Go through the listing and copy every line word for word.

════════════════

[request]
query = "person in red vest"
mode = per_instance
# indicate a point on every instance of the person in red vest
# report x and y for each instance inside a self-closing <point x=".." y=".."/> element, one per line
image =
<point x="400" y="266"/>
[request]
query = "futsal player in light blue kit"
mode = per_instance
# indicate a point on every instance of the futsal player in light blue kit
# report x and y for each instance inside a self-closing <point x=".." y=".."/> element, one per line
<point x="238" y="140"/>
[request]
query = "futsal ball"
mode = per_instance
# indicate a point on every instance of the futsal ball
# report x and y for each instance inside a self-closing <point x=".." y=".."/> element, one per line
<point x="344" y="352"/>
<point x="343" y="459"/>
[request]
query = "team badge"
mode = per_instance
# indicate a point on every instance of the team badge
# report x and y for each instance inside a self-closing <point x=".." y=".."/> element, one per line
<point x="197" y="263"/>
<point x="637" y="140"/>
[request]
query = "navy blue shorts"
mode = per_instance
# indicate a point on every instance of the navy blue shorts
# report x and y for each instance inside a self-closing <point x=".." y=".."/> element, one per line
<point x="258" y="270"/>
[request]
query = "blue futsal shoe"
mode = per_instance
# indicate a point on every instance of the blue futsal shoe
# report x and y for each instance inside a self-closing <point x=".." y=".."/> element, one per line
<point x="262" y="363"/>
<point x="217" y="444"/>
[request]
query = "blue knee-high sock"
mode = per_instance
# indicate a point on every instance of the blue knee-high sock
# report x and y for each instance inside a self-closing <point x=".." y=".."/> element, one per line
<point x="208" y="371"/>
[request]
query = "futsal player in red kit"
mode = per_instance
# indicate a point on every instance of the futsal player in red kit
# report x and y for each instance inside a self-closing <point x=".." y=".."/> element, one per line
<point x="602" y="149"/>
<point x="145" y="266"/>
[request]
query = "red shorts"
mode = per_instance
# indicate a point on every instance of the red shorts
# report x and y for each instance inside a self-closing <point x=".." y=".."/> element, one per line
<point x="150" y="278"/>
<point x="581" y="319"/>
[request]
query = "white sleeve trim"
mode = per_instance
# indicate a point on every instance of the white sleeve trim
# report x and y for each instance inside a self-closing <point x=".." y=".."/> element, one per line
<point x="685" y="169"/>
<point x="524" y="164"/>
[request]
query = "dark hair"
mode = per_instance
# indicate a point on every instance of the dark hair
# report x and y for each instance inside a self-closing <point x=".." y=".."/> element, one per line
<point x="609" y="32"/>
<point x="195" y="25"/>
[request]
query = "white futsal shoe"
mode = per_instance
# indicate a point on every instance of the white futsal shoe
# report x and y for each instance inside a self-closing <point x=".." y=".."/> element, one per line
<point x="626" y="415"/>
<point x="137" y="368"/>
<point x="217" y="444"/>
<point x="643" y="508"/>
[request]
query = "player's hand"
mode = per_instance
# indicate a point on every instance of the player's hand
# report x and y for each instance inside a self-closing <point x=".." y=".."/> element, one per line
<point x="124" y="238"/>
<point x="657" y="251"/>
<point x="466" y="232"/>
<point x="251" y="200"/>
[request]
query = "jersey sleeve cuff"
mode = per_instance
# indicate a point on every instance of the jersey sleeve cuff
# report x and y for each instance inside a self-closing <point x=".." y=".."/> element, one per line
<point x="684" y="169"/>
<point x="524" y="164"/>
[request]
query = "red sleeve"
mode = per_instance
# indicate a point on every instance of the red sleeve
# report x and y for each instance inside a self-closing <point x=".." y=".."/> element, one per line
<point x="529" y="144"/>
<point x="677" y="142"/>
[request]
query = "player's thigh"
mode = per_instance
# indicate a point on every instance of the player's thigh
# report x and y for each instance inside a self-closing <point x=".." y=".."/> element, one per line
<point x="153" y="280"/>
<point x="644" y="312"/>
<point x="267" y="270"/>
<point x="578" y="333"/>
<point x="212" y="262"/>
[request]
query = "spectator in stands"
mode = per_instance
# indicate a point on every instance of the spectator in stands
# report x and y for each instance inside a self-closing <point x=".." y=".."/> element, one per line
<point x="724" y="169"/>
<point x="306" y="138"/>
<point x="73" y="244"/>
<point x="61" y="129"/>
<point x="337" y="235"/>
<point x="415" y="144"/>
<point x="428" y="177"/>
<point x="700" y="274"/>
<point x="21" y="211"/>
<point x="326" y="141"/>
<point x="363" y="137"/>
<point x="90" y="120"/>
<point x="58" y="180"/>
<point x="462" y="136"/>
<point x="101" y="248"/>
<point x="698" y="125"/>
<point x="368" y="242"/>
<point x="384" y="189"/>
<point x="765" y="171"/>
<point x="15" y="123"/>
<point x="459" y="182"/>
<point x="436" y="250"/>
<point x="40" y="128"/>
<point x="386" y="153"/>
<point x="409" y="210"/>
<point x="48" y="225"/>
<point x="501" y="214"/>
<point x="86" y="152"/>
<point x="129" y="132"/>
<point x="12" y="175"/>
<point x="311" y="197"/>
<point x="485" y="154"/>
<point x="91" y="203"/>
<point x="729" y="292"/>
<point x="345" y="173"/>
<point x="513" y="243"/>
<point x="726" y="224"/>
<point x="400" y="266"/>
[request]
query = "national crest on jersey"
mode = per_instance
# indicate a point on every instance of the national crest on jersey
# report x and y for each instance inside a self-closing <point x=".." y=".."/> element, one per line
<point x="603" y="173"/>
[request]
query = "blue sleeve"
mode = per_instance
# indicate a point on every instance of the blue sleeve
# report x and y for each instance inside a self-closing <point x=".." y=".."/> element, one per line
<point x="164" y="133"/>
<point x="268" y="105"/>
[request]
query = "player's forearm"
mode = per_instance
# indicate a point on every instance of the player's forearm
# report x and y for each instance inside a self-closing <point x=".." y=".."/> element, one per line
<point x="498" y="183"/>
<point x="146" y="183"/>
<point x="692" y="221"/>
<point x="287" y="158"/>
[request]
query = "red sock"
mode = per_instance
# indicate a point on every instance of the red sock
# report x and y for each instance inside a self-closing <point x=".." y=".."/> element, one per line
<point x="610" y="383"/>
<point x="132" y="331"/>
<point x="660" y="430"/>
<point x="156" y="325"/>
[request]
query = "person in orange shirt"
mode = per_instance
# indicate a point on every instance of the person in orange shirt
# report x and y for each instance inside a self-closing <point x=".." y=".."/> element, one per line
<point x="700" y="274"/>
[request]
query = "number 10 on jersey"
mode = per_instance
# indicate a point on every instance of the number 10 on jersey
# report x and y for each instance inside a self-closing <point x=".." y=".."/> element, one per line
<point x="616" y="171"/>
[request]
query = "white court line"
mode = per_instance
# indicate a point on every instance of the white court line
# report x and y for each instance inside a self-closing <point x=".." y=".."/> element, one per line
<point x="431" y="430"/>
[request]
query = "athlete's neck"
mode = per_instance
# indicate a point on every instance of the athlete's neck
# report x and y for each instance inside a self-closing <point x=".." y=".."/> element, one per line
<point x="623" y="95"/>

════════════════

__SOLUTION BELOW__.
[request]
query = "person in red vest"
mode = per_instance
# indicate a point on every instance of the person in red vest
# report x and y for each instance inside a self-closing <point x=".." y=".."/> element, one per line
image =
<point x="400" y="266"/>
[request]
query = "futsal player in light blue kit"
mode = per_instance
# indicate a point on every instance of the futsal player in light blue kit
# report x and y for each instance inside a self-closing <point x=".." y=".."/> element, one per line
<point x="238" y="140"/>
[request]
query = "futsal ball"
mode = per_instance
# indicate a point on every instance of the futsal ball
# report x and y for each instance inside a self-closing <point x=".." y=".."/> element, one per line
<point x="344" y="352"/>
<point x="343" y="459"/>
[request]
query = "team badge"
mode = per_instance
# indicate a point on every instance of the team badge
# report x and y for each instance inside a self-closing <point x=".." y=".."/> element, one per line
<point x="197" y="263"/>
<point x="637" y="140"/>
[request]
query = "navy blue shorts"
mode = per_instance
# indicate a point on every instance of the navy blue shorts
# report x and y for each instance inside a self-closing <point x=".." y=".."/> element, one per line
<point x="258" y="270"/>
[request]
query = "blue futsal shoe"
mode = per_instance
# indicate a point on every instance of the blue futsal shoe
# report x and y for each instance inside a self-closing <point x=".." y=".."/> element, one per line
<point x="262" y="363"/>
<point x="217" y="444"/>
[request]
query = "blue knee-high sock"
mode = per_instance
# indicate a point on every instance of the blue knee-high sock
# report x and y for each instance inside a self-closing <point x=".." y=".."/> element, one per line
<point x="208" y="371"/>
[request]
query = "futsal player in red kit"
mode = per_instance
# indicate a point on every instance of the futsal player in red kit
# report x and y for each instance inside a self-closing <point x=".." y=".."/> element, one per line
<point x="602" y="149"/>
<point x="145" y="266"/>
[request]
query = "red shorts"
mode = per_instance
# indicate a point on every instance of the red shorts
# report x and y for each instance inside a self-closing <point x=".." y=".."/> element, one per line
<point x="150" y="278"/>
<point x="581" y="319"/>
[request]
query = "white sleeve trim"
mode = per_instance
# indicate a point on every instance of the white sleeve trim
# report x and y for each instance inside a self-closing <point x=".." y=".."/> element, one per line
<point x="685" y="169"/>
<point x="524" y="164"/>
[request]
query = "dark hair"
mode = per_instance
# indicate a point on every instance of the dark hair
# report x and y for each instance inside a self-closing <point x=".." y=".."/> element, one per line
<point x="609" y="32"/>
<point x="195" y="25"/>
[request]
query = "white futsal shoe"
mode = per_instance
# indicate a point on every instance of the white futsal shoe
# report x and y for each instance inside a self-closing <point x=".." y=".."/> element, one per line
<point x="626" y="415"/>
<point x="137" y="368"/>
<point x="217" y="444"/>
<point x="643" y="508"/>
[request]
query = "player's hand"
mode = per_instance
# indicate a point on every instance of the player's hand
# report x and y for each instance inside a self-closing <point x=".." y=".."/> element, one per line
<point x="124" y="238"/>
<point x="657" y="251"/>
<point x="466" y="232"/>
<point x="251" y="200"/>
[request]
query = "jersey sleeve cuff"
mode = per_instance
# indicate a point on every instance of the jersey sleeve cuff
# report x and y for each instance inside a self-closing <point x=".." y=".."/> element, one per line
<point x="684" y="169"/>
<point x="524" y="164"/>
[request]
query = "red sleeve"
mode = per_instance
# indicate a point on every instance of the red sleeve
# report x and y for each instance inside a self-closing <point x=".." y=".."/> element, one per line
<point x="529" y="144"/>
<point x="677" y="142"/>
[request]
query = "player's thigh"
mode = per_instance
# indicate a point on every instance of the player's thigh
# report x and y for each instance inside a self-closing <point x=".." y=".."/> element, one per line
<point x="153" y="280"/>
<point x="644" y="312"/>
<point x="267" y="270"/>
<point x="578" y="333"/>
<point x="212" y="262"/>
[request]
query = "spectator in stands"
mode = per_instance
# indicate a point on every instance of the spectator in stands
# report x and y for each instance inside a self-closing <point x=".." y=".."/> element, one per line
<point x="724" y="169"/>
<point x="306" y="138"/>
<point x="73" y="244"/>
<point x="61" y="129"/>
<point x="337" y="235"/>
<point x="415" y="144"/>
<point x="428" y="177"/>
<point x="700" y="274"/>
<point x="21" y="211"/>
<point x="326" y="141"/>
<point x="363" y="137"/>
<point x="90" y="120"/>
<point x="58" y="180"/>
<point x="462" y="136"/>
<point x="101" y="248"/>
<point x="698" y="125"/>
<point x="368" y="242"/>
<point x="384" y="189"/>
<point x="765" y="171"/>
<point x="15" y="123"/>
<point x="459" y="182"/>
<point x="436" y="250"/>
<point x="40" y="128"/>
<point x="386" y="153"/>
<point x="409" y="210"/>
<point x="48" y="225"/>
<point x="501" y="214"/>
<point x="86" y="152"/>
<point x="129" y="132"/>
<point x="12" y="175"/>
<point x="311" y="197"/>
<point x="485" y="154"/>
<point x="91" y="203"/>
<point x="729" y="292"/>
<point x="345" y="173"/>
<point x="513" y="243"/>
<point x="726" y="224"/>
<point x="400" y="266"/>
[request]
query = "national crest on jersey"
mode = per_instance
# indicate a point on every instance of the national crest on jersey
# report x and y for each instance inside a self-closing <point x=".." y=".."/> element, one per line
<point x="603" y="173"/>
[request]
query = "blue sleeve"
mode = per_instance
# indicate a point on every instance of the blue sleeve
# report x and y for each instance inside a self-closing <point x=".." y=".."/> element, one per line
<point x="164" y="133"/>
<point x="268" y="105"/>
[request]
query = "player's forearm"
mode = per_instance
# indicate a point on every instance of the player's forearm
# report x and y for each instance inside a self-closing <point x=".." y=".."/> element, one per line
<point x="498" y="183"/>
<point x="146" y="183"/>
<point x="692" y="221"/>
<point x="287" y="158"/>
[request]
query = "red sock"
mode = per_instance
# indicate a point on every instance of the red sock
# report x and y for each instance inside a self-closing <point x=".." y=".."/> element, one per line
<point x="610" y="383"/>
<point x="132" y="331"/>
<point x="660" y="430"/>
<point x="156" y="325"/>
[request]
query = "person in orange shirt"
mode = per_instance
# indicate a point on every instance of the person in orange shirt
# report x and y for each instance inside a self-closing <point x=".." y=".."/> element, one per line
<point x="700" y="274"/>
[request]
query = "number 10 on jersey"
mode = per_instance
# indicate a point on every instance of the number 10 on jersey
# report x and y for each instance inside a self-closing <point x=".." y=".."/> element, one per line
<point x="616" y="171"/>
[request]
query = "white court line"
mode = per_instance
# indicate a point on every instance of the white court line
# report x and y for each instance inside a self-closing <point x=".." y=".."/> element, one per line
<point x="431" y="430"/>
[request]
query = "athlete's neck"
mode = per_instance
# indicate a point on every instance of the athlete's neck
# report x and y for each instance inside a self-closing <point x=".." y=".."/> element, one per line
<point x="623" y="95"/>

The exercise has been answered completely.